__DATA TO PROCESS__:
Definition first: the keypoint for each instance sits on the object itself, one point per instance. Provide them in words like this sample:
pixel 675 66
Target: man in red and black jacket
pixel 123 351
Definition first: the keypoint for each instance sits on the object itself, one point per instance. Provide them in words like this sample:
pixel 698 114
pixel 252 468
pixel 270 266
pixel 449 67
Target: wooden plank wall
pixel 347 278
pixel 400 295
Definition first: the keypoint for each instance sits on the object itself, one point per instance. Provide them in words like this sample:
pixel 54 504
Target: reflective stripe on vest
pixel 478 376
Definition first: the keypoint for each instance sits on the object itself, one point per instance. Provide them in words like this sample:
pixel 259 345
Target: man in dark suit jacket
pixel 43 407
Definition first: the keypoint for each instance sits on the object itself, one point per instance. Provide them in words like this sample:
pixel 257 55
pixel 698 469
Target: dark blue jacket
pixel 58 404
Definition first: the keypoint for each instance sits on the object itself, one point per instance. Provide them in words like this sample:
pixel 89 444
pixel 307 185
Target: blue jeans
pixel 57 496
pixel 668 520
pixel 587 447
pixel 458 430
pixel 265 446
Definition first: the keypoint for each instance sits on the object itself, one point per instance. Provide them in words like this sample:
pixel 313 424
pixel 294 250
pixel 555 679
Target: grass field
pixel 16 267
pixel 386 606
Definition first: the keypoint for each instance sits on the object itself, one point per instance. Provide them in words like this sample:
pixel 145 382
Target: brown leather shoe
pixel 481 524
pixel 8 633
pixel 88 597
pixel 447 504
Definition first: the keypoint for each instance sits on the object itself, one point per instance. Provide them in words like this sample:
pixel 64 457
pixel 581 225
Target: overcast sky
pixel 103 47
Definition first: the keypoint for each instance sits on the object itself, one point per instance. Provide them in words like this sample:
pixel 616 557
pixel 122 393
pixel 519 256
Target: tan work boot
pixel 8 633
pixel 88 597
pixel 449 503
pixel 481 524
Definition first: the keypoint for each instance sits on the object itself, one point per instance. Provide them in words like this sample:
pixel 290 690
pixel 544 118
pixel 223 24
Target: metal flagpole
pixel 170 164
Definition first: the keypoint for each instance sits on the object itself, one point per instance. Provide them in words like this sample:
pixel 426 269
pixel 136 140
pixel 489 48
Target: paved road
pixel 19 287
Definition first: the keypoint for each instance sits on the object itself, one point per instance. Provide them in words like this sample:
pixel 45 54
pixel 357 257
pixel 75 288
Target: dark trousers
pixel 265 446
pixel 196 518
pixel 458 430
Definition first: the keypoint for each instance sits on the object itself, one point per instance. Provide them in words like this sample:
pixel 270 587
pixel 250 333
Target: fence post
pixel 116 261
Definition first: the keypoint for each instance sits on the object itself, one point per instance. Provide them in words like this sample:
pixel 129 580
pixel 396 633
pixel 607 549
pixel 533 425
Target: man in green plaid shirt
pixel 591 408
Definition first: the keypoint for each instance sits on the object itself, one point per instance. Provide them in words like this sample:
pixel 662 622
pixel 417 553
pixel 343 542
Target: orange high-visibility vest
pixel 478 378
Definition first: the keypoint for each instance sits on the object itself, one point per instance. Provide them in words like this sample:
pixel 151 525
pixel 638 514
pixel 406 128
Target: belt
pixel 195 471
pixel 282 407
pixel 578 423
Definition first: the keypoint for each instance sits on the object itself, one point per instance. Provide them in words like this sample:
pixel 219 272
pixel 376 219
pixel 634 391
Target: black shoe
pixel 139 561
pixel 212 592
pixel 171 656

__GIVEN REQUEST__: Can you substitute "marker point" for every "keypoint" in the entries above and give them again with nothing else changed?

__WRITTEN ANSWER__:
Definition first: the marker point for each instance sits on the object itself, one point per instance. Provide them in words like this sample:
pixel 675 66
Target: man in red and black jacket
pixel 123 351
Definition first: the marker point for each instance sits on the object itself, one point per instance. Provide them in words like this sample:
pixel 698 114
pixel 252 468
pixel 270 266
pixel 449 67
Target: wooden plank wall
pixel 347 278
pixel 400 295
Definition first: the marker point for each instance sits on the object itself, one point per instance. Provide them in words like this sample:
pixel 54 504
Target: reflective stripe on vest
pixel 478 376
Definition first: the marker point for each instance sits on the object itself, one point per instance. Provide them in words like this sample:
pixel 259 345
Target: man in dark suit jacket
pixel 43 407
Definition first: the marker point for each instance sits on the object itself, one point per instance. Provide them in words like this sample:
pixel 257 55
pixel 698 469
Target: dark blue jacket
pixel 58 404
Definition first: the marker point for each instance sits on the object itself, one point per instance. Provide them in words like this sample:
pixel 89 444
pixel 307 185
Target: blue jeans
pixel 57 496
pixel 668 520
pixel 587 447
pixel 458 430
pixel 265 446
Definition first: the marker point for each instance sits on the object itself, one point per instance. Provide them in words like this sample:
pixel 313 424
pixel 294 250
pixel 555 679
Target: grass field
pixel 16 267
pixel 386 606
Definition first: the marker point for each instance sits on the object itself, one point per instance. Provide them in words like this sample:
pixel 145 382
Target: brown leather shoe
pixel 481 524
pixel 8 633
pixel 88 597
pixel 447 504
Definition first: the marker point for each instance sits on the object itself, one point per instance. Provide them in words like this sample:
pixel 64 457
pixel 581 225
Target: overcast sky
pixel 103 47
Definition first: the marker point for each instance sits on the object itself, one point per instance. Provide them in words like this sample:
pixel 616 557
pixel 122 393
pixel 519 256
Target: tan work boot
pixel 8 633
pixel 88 597
pixel 449 503
pixel 481 524
Definition first: the marker point for each instance sits on the object itself, one point per instance. Provide them in words like this sample:
pixel 290 690
pixel 544 118
pixel 223 24
Target: metal flagpole
pixel 170 164
Definition first: the marker point for each instance sits on the object itself, one point per instance. Provide them in words like this sample:
pixel 426 269
pixel 136 140
pixel 489 48
Target: paved road
pixel 19 287
Definition first: the marker point for each instance sits on the object itself, one point per instance. Provide them in words like this sample:
pixel 45 54
pixel 357 257
pixel 75 288
Target: dark trousers
pixel 265 446
pixel 196 518
pixel 458 430
Definition first: the marker point for each instance sits on the object itself, one point per instance. Provide them in words like this sample:
pixel 270 587
pixel 250 333
Target: fence post
pixel 116 261
Definition first: the marker point for each instance sits on the object itself, one point per instance. Provide them in words like this sample:
pixel 129 580
pixel 396 633
pixel 607 549
pixel 533 425
Target: man in green plaid shirt
pixel 591 408
Definition first: the marker point for each instance sits on the object itself, one point per instance. Provide them in words like this sample:
pixel 662 622
pixel 417 553
pixel 343 542
Target: orange high-visibility vest
pixel 478 378
Definition first: the marker point for each instance sits on the object itself, one point per instance. Provide them in words like this sample:
pixel 151 525
pixel 638 514
pixel 406 128
Target: belt
pixel 195 471
pixel 282 407
pixel 578 423
Definition first: the marker point for each instance sits on the object itself, one point per instance. Provide them in words like this sample:
pixel 219 272
pixel 376 219
pixel 634 391
Target: black shoe
pixel 139 561
pixel 212 592
pixel 171 656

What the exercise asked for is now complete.